Being able to safely remove more tumours through the mouth results in better outcomes for patients, whether that be through significantly reduced lengths of stay of one to three days, no feeding or tracheostomy tubes, or even the potential to reduce the need for post-operative chemotherapy.

Aintree University Hospital is home to a specialty head and neck cancer service, providing care for patients in Cheshire and Merseyside. It forms part of the Liverpool Head and Neck Centre (LHNC), a collaborative between LUHFT, Clatterbridge Cancer Centre NHS Foundation Trust, The Walton Centre NHS Foundation Trust and University of Liverpool, drawing together a world-class programme of clinicians and researchers with the sole aim of improving outcomes for head and neck cancer patients in the UK and beyond.

Mr Jason Fleming, Consultant Head and Neck Surgeon at LUHFT, was the first NHS consultant to operate the surgical system at Aintree. He said:


“This generous donation from the Marina Dalglish Appeal means that we are able to support more patients with head and neck cancers in Cheshire and Merseyside to receive timely treatment and better outcomes.

[Image point grounding data]
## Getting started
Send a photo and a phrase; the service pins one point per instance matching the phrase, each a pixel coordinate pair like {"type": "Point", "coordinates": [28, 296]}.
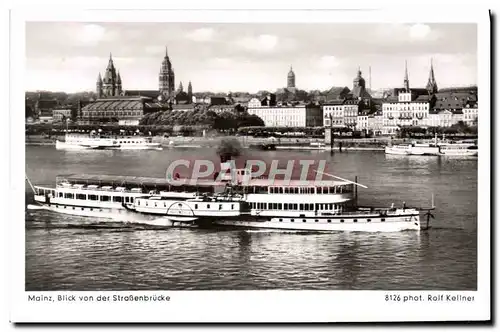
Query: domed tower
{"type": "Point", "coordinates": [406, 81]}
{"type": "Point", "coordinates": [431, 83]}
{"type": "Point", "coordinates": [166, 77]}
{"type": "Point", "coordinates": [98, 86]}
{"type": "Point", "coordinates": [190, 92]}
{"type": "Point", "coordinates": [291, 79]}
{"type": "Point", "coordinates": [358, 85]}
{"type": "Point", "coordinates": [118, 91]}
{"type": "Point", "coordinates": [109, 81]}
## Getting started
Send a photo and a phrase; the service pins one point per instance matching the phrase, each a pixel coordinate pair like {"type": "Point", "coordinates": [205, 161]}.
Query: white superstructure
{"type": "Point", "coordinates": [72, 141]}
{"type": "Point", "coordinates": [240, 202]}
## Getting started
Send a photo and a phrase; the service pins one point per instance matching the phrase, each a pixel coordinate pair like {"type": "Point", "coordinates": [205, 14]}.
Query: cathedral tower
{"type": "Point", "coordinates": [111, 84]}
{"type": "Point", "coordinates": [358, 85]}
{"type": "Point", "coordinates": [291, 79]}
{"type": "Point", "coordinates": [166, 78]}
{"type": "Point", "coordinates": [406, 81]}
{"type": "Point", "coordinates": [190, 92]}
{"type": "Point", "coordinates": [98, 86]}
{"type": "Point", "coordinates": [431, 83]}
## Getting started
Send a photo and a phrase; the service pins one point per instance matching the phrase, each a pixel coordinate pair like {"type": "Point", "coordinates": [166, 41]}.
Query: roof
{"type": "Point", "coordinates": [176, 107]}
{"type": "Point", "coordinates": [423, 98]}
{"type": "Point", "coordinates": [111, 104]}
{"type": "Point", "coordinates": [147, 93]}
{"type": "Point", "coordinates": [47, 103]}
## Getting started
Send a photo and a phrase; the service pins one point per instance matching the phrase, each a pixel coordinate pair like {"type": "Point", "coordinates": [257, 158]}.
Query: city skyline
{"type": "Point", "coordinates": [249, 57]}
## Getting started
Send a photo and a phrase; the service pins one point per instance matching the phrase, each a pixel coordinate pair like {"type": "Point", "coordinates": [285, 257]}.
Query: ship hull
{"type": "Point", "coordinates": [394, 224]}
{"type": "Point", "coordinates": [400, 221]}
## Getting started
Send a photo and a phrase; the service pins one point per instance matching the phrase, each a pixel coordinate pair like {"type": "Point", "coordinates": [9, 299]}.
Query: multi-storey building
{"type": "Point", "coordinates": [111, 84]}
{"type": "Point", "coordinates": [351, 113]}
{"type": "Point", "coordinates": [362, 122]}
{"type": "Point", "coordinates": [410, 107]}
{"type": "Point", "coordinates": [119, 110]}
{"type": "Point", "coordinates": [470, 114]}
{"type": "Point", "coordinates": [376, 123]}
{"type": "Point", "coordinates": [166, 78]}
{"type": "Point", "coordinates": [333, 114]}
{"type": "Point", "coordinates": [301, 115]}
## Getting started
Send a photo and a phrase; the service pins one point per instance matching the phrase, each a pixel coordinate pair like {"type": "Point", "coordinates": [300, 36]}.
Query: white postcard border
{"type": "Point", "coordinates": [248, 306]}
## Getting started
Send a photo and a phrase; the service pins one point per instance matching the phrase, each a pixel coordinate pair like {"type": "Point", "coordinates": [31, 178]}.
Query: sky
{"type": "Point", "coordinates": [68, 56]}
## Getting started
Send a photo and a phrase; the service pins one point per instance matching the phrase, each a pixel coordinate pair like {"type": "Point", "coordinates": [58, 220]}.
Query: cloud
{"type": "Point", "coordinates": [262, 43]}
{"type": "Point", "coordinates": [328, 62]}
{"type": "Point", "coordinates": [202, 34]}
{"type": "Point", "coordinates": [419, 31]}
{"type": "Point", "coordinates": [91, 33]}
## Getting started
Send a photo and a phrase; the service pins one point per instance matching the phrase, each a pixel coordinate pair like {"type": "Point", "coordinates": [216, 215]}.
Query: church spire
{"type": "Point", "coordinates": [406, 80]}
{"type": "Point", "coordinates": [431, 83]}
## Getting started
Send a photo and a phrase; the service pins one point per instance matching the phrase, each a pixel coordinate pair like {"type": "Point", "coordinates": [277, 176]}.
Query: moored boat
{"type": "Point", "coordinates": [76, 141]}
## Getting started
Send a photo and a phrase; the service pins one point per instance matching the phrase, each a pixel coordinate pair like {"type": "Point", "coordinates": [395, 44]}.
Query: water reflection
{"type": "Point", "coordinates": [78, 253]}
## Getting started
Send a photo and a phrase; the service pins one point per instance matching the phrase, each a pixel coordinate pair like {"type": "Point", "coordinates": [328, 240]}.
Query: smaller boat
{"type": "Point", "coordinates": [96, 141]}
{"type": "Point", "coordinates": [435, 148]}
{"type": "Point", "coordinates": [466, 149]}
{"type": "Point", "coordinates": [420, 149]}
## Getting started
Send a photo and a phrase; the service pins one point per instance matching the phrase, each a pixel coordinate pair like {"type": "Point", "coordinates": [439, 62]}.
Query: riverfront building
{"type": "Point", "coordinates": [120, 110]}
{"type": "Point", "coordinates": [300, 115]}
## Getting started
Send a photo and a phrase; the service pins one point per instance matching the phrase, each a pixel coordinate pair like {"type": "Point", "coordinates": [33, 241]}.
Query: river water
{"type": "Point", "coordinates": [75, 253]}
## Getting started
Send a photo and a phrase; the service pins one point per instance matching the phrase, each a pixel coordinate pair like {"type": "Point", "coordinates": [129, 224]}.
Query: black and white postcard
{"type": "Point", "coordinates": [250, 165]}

Work task A: Name the organizations that the head and neck cancer passage lists as forming the Liverpool Head and Neck Centre collaborative.
Work task B: Change "timely" to "prompt" in the head and neck cancer passage, and give the passage from "Mr Jason Fleming, Consultant" to "and better outcomes.".
Work task C: Go on with the passage on Aintree's head and neck cancer service from the point where it stops.
None of the lines are needed here.

Answer space A: LUHFT, Clatterbridge Cancer Centre NHS Foundation Trust, The Walton Centre NHS Foundation Trust, and University of Liverpool

Answer space B:
Mr Jason Fleming, Consultant Head and Neck Surgeon at LUHFT, was the first NHS consultant to operate the surgical system at Aintree. He said:


“This generous donation from the Marina Dalglish Appeal means that we are able to support more patients with head and neck cancers in Cheshire and Merseyside to receive prompt treatment and better outcomes.

Answer space C:
“Tumours of the throat (tonsils and back of tongue) are rising globally, but especially in North West England, with smoking and human papillomavirus (HPV) exposure as major causes. The Liverpool Head and Neck Centre has a long record of pioneering minimally invasive surgery, but now with the addition of the da Vinci SP, we will be able to offer the latest technology to a region with the greatest need.”

The da Vinci SP becomes LUHFT’s fourth robotic-assisted surgical system, with the capability to offer surgery across specialties with both multi-port and single-port devices.

Dr Peter Turkington, Executive Managing Director at Aintree University Hospital, said:


“On behalf of the Trust I’d like to extend our sincere thanks to the Marina Dalglish Appeal for their generous donation. The addition of Intuitive’s da Vinci Single Port surgical system to Aintree means that we will continue to provide the highest quality of care available for our region’s head and neck cancer patients at the Liverpool Head and Neck Centre, and continue to grow LUHFT’s ever expanding robotic-assisted surgery programme, giving our patients the best outcomes possible.”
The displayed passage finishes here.